— Task details —
Convert all the records below into a two-column CSV with the header input,output, one row per record. Put each record's text and its answer in a single quoted field apiece, replacing line breaks with spaces.

━━ Data

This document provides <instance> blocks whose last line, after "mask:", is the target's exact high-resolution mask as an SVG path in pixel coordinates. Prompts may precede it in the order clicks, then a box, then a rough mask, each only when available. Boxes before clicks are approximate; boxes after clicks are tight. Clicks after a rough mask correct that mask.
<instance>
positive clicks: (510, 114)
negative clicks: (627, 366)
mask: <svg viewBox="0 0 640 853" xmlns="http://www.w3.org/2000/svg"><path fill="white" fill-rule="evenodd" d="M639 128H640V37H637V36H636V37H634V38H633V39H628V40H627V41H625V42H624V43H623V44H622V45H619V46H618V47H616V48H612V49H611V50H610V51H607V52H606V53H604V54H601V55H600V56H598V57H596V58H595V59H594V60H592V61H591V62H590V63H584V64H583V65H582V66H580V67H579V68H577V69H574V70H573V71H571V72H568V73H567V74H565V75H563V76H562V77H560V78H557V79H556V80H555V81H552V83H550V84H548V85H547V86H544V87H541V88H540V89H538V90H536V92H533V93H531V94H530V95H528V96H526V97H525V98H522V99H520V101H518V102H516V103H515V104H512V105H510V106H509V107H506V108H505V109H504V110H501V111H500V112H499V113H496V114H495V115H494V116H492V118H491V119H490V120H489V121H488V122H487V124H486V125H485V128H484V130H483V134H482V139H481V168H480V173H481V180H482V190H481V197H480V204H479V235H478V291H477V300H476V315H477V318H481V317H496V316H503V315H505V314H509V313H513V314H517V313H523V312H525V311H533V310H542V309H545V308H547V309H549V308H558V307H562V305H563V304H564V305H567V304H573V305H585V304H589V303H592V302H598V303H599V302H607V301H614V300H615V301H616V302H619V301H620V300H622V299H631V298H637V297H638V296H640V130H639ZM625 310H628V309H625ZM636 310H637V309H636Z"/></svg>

━━━━

— Task answer —
input,output
"This document provides <instance> blocks whose last line, after ""mask:"", is the target's exact high-resolution mask as an SVG path in pixel coordinates. Prompts may precede it in the order clicks, then a box, then a rough mask, each only when available. Boxes before clicks are approximate; boxes after clicks are tight. Clicks after a rough mask correct that mask. <instance> positive clicks: (510, 114) negative clicks: (627, 366)","mask: <svg viewBox=""0 0 640 853"" xmlns=""http://www.w3.org/2000/svg""><path fill=""white"" fill-rule=""evenodd"" d=""M639 128H640V37H637V36H636V37H634V38H633V39H628V40H627V41H625V42H624V43H623V44H622V45H619V46H618V47H616V48H612V49H611V50H610V51H607V52H606V53H604V54H601V55H600V56H598V57H596V58H595V59H594V60H592V61H591V62H590V63H584V64H583V65H582V66H580V67H579V68H577V69H574V70H573V71H571V72H568V73H567V74H565V75H563V76H562V77H560V78H557V79H556V80H555V81H552V83H550V84H548V85H547V86H544V87H541V88H540V89H538V90H536V92H533V93H531V94H530V95H528V96H526V97H525V98H522V99H520V101H518V102H516V103H515V104H512V105H510V106H509V107H506V108H505V109H504V110H501V111H500V112H499V113H496V114H495V115H494V116H492V118H491V119H490V120H489V121H488V122H487V124H486V125H485V128H484V130H483V134H482V139H481V168H480V173H481V180H482V190H481V197H480V204H479V235H478V291H477V300H476V315H477V318H481V317H496V316H503V315H505V314H509V313H513V314H517V313H523V312H525V311H533V310H542V309H545V308H547V309H549V308H558V307H562V305H563V304H564V305H567V304H573V305H585V304H589V303H592V302H598V303H599V302H607V301H614V300H615V301H616V302H619V301H620V300H622V299H631V298H637V297H638V296H640V130H639ZM625 310H628V309H625ZM636 310H637V309H636Z""/></svg>"